[Collected data]
★ ★ ★ ★ ★

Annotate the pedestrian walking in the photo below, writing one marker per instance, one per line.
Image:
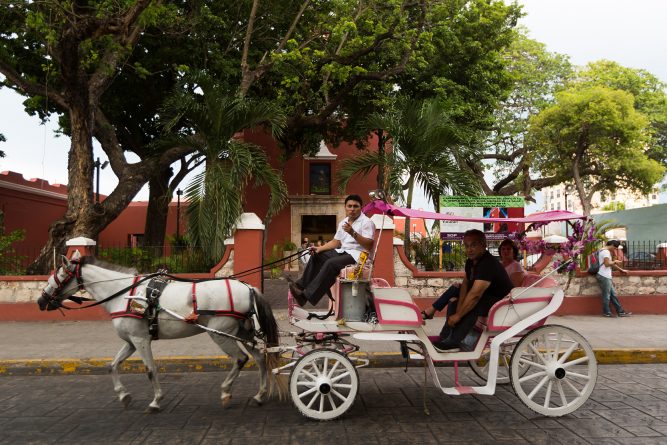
(604, 277)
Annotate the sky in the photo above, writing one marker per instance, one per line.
(630, 32)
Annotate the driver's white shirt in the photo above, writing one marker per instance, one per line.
(363, 226)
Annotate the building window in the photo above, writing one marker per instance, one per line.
(320, 179)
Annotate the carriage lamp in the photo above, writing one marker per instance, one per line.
(376, 194)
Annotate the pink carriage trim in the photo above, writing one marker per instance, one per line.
(378, 309)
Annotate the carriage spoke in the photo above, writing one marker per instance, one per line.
(309, 375)
(547, 397)
(576, 374)
(538, 387)
(525, 361)
(331, 402)
(340, 376)
(333, 369)
(317, 394)
(308, 392)
(537, 353)
(557, 348)
(563, 399)
(532, 376)
(575, 362)
(571, 385)
(567, 353)
(339, 395)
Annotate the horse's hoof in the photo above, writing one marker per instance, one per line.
(126, 399)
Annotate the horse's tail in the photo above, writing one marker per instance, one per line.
(269, 326)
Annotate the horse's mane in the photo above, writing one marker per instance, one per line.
(93, 261)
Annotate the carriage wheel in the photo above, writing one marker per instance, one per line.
(481, 366)
(323, 384)
(561, 373)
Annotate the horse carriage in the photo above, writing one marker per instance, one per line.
(551, 368)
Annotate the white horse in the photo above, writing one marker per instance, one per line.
(232, 306)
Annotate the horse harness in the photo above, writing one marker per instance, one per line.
(151, 309)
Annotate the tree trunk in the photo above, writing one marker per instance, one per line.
(79, 219)
(381, 167)
(408, 204)
(160, 194)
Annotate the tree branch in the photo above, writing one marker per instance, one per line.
(31, 88)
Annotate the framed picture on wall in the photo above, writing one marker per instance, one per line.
(320, 179)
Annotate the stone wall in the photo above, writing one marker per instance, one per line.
(21, 290)
(432, 284)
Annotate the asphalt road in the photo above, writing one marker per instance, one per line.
(628, 406)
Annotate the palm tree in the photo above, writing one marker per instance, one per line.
(215, 196)
(427, 152)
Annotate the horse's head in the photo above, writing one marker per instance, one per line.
(64, 282)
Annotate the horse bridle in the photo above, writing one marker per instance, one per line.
(51, 299)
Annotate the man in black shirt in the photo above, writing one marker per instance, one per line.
(485, 283)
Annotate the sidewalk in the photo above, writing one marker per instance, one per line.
(88, 346)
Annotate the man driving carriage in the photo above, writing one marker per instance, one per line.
(354, 235)
(486, 282)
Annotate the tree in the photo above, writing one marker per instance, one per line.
(215, 196)
(536, 76)
(426, 151)
(596, 137)
(648, 91)
(68, 54)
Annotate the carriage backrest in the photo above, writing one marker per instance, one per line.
(523, 303)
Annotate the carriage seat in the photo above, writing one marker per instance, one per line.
(528, 280)
(394, 305)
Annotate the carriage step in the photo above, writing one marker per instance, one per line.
(460, 390)
(388, 336)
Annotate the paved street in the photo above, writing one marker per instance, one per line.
(629, 406)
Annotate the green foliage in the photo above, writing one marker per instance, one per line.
(185, 260)
(426, 252)
(596, 136)
(426, 152)
(288, 245)
(649, 97)
(11, 263)
(455, 258)
(215, 196)
(614, 206)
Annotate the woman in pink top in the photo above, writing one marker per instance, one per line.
(509, 255)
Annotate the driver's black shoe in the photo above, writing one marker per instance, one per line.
(298, 294)
(446, 346)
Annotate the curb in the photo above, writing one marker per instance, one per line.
(180, 364)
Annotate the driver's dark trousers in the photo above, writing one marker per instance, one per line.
(467, 322)
(321, 273)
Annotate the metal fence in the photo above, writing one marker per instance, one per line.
(145, 259)
(644, 255)
(638, 255)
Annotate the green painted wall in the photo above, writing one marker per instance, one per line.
(644, 224)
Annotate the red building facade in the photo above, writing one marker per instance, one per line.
(315, 204)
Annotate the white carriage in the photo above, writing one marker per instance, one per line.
(552, 368)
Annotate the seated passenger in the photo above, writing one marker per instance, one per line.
(485, 283)
(355, 234)
(509, 254)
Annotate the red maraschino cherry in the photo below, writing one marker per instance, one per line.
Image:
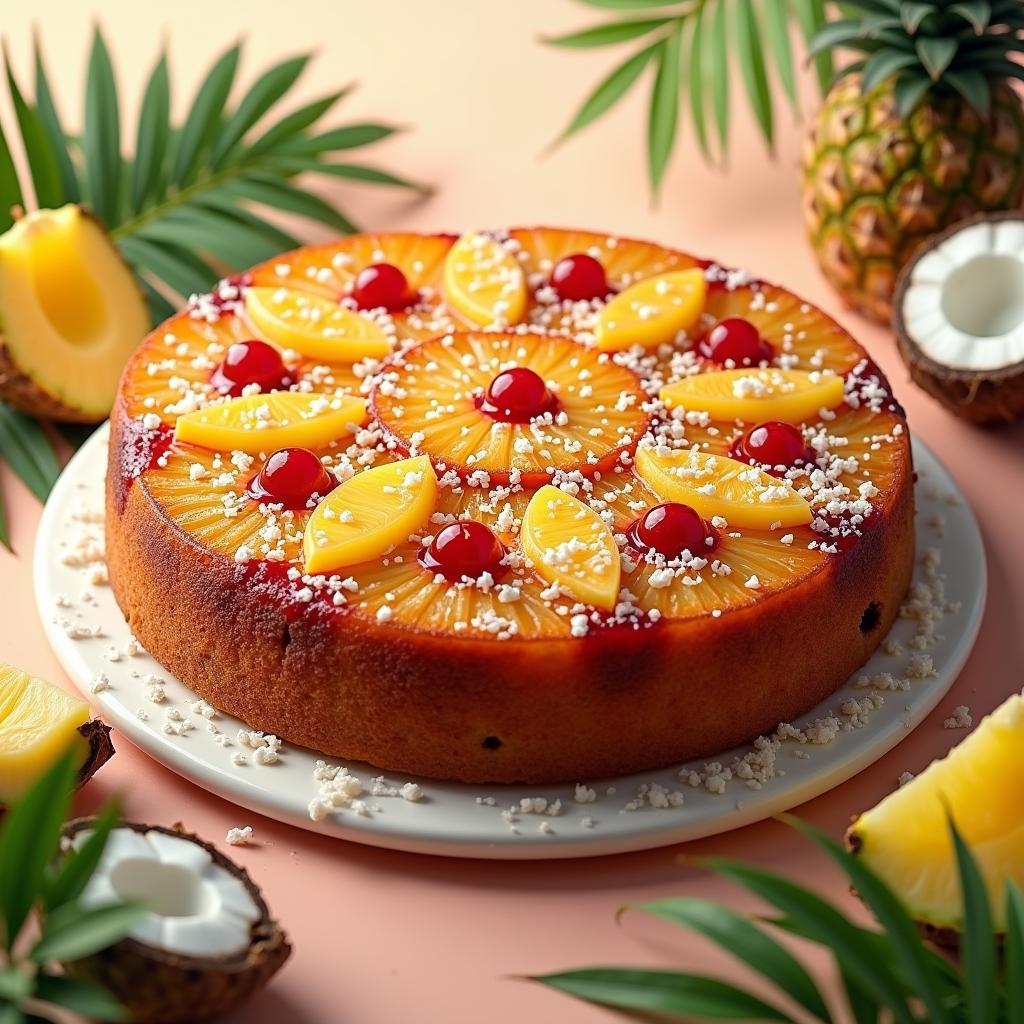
(291, 477)
(248, 363)
(382, 286)
(465, 549)
(774, 444)
(580, 278)
(517, 395)
(671, 528)
(734, 341)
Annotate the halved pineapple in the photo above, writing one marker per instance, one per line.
(905, 839)
(430, 401)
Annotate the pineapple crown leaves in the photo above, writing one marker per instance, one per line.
(691, 45)
(37, 878)
(889, 975)
(937, 46)
(187, 204)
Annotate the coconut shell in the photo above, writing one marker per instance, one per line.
(160, 987)
(986, 397)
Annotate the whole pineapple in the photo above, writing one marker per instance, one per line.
(923, 130)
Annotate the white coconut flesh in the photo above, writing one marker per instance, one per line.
(964, 304)
(197, 907)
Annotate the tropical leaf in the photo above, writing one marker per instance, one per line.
(28, 451)
(761, 32)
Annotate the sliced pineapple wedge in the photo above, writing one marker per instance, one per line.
(717, 485)
(757, 395)
(905, 839)
(258, 423)
(370, 514)
(315, 327)
(483, 282)
(652, 311)
(570, 545)
(38, 722)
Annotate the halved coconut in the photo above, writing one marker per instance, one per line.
(206, 945)
(958, 317)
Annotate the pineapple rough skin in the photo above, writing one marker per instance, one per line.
(877, 184)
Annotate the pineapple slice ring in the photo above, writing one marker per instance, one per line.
(430, 402)
(757, 395)
(370, 514)
(314, 327)
(718, 485)
(571, 546)
(483, 282)
(266, 422)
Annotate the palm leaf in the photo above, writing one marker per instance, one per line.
(153, 136)
(101, 136)
(38, 151)
(46, 109)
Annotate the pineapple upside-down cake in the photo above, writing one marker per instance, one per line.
(527, 506)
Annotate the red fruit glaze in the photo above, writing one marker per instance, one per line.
(579, 278)
(248, 363)
(517, 395)
(734, 340)
(463, 549)
(381, 285)
(291, 477)
(670, 529)
(773, 444)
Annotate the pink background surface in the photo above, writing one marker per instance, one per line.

★ ★ ★ ★ ★

EXERCISE DESCRIPTION » In the copy, no picture may appear; the records themselves must be output exactly.

REPLY TO THE EXERCISE »
Annotate the pedestrian walking in the photo below, writing one marker per instance, one per line.
Image:
(604, 277)
Annotate the sky in the photo above, writing one marker per instance, one per line.
(630, 32)
Annotate the driver's white shirt in the photo above, writing one marker per instance, one per line.
(363, 226)
Annotate the building window in the photo above, writing one marker per instance, one per line.
(320, 179)
Annotate the carriage lamp in the photo above, writing one marker per instance, one per line.
(376, 194)
Annotate the pink carriage trim in the photo above, writing one marker per instance, one per line.
(378, 309)
Annotate the carriage spoke in the photo above, writing one marker per instance, one per line.
(309, 375)
(547, 397)
(576, 374)
(538, 387)
(525, 361)
(331, 402)
(340, 376)
(333, 369)
(317, 394)
(308, 392)
(537, 353)
(557, 348)
(563, 399)
(532, 376)
(575, 362)
(571, 385)
(567, 353)
(339, 395)
Annotate the horse's hoof in the photo above, writing one marker per instance, one per line.
(126, 399)
Annotate the horse's tail in the photo above, writing one marker per instance, one per line.
(269, 326)
Annotate the horse's mane in the photo above, writing one marker per instance, one per line.
(93, 261)
Annotate the carriage wheel in the photo above, writing one marker per instance, one per line.
(481, 366)
(323, 384)
(561, 373)
Annotate the horse carriage in the photo above, writing one marker per instance, one per line.
(551, 368)
Annotate the white horse in the photo above, writing one marker per instance, one per line.
(232, 306)
Annotate the horse harness in the photo above, writing one marker per instance, one per line.
(151, 309)
Annotate the tree trunk in the photo above, writing one marker per instance, one per line.
(79, 219)
(381, 167)
(408, 204)
(160, 194)
Annotate the tree branch in the photo above, writing one marker per instance, one per line.
(31, 88)
Annotate the framed picture on wall in the photo above, writing one marker per instance, one per line.
(320, 179)
Annotate the stone wall in the photo above, writing one marker per instance, one per line.
(21, 290)
(432, 284)
Annotate the asphalt road in the photo above, writing one marker per instance, one per line.
(628, 406)
Annotate the palm tree in the photo above, writing one marker per instance, one per line.
(215, 196)
(427, 152)
Annotate the horse's head in the photo above, writing one marker per instance, one per line.
(64, 282)
Annotate the horse bridle in the photo above, writing one marker per instance, one per line.
(51, 299)
Annotate the man in black shirt in the photo above, writing one marker per instance, one per line.
(485, 283)
Annotate the sidewalk in the photo above, writing one marker per instance, one per line.
(88, 346)
Annotate the man driving carriage in the photo above, writing one marker per instance, one per line.
(354, 235)
(486, 282)
Annotate the tree in the photo above, writing one marker per instance, one per line.
(215, 196)
(536, 76)
(426, 151)
(596, 137)
(648, 91)
(68, 54)
Annotate the carriage backrest in the photo above, writing one marker per instance, one per line.
(523, 303)
Annotate the carriage seat in the photo above, writing one marker per instance, one per line.
(528, 280)
(394, 305)
Annotate the carriage step in the photo above, writing one marker per instance, one per line.
(460, 390)
(388, 336)
Annotate the paved street in the photo above, writing one marker per instance, one per line.
(629, 406)
Annotate the green foliage in the photo above, writing one marker per instance, one per line.
(185, 260)
(426, 252)
(596, 136)
(426, 152)
(288, 245)
(649, 97)
(11, 263)
(455, 258)
(215, 196)
(614, 206)
Annotate the woman in pink top in the photo above, writing one marker per instance, one per line.
(509, 255)
Annotate the driver's black shoe in the photo above, writing one marker per instance, one per line.
(298, 294)
(446, 346)
Annotate the curb in the photo above, writing one marker per instance, one per line.
(180, 364)
Annotate the driver's dark trousers in the photo above, writing one marker per instance, one per line.
(467, 322)
(321, 273)
Annotate the metal fence in the photo above, writing one marker per instance, one per line.
(145, 259)
(644, 255)
(638, 255)
Annotate the green painted wall in the photo above, writing one marker per instance, one per line.
(644, 224)
Annotate the red building facade in the photo above, writing one marker per instance, one per line.
(315, 204)
Annotate the white carriage in the photo above, writing one marker per instance, one per line.
(552, 368)
Annotate the seated passenger in the photo above, writing one marker per instance, one per line.
(485, 283)
(355, 234)
(509, 254)
Annotate the red maraschino cherry in the photo below, writing one marker per instance, one per line.
Image:
(291, 477)
(248, 363)
(382, 286)
(465, 549)
(774, 444)
(580, 278)
(517, 395)
(671, 528)
(734, 341)
Annotate the halved pineapple in the photo above, writing one marker per instance, one per line.
(905, 839)
(430, 401)
Annotate the pineapple crown leaves in the photo above, writing one marker per instance, one per line.
(691, 45)
(37, 878)
(889, 975)
(937, 46)
(187, 204)
Annotate the coconut shell in the photo above, writing one marker per instance, one per line.
(160, 987)
(986, 397)
Annotate the whole pineapple in the photo above, writing one marker per instance, one per line.
(923, 130)
Annotate the white coconut flesh in the photo above, writing one marker per instance, one per line.
(964, 304)
(197, 907)
Annotate the tropical leaf in the photo above, writing one marker per instance, one per line.
(28, 451)
(761, 32)
Annotate the sliced pineapple wedge in the photo above, writing one marker per instance, one per line.
(717, 485)
(757, 395)
(905, 839)
(258, 423)
(370, 514)
(315, 327)
(483, 282)
(652, 311)
(570, 545)
(38, 722)
Annotate the halved coconut in the photo above, writing one marker per instance, one per line.
(206, 945)
(958, 317)
Annotate the pineapple rough skin in the photo above, writing one marker per instance, one per line.
(877, 184)
Annotate the pineapple slice ring in the photo above, writing one marker per instance, one per line.
(430, 402)
(757, 395)
(370, 514)
(314, 327)
(718, 485)
(571, 546)
(483, 282)
(266, 422)
Annotate the palm leaf in the photo above, writing one marker per instance, one per line.
(153, 136)
(101, 136)
(38, 151)
(46, 109)
Annotate the pineapple upside-down cake in the photo above, writing one marker per instance, one per line.
(527, 506)
Annotate the red fruit glaze in the photo above, writing one marker per instance, one per line.
(579, 278)
(248, 363)
(517, 395)
(734, 340)
(463, 549)
(381, 285)
(291, 477)
(670, 529)
(773, 444)
Annotate the pink background surface in the photo above, writing one marker per instance, one per line.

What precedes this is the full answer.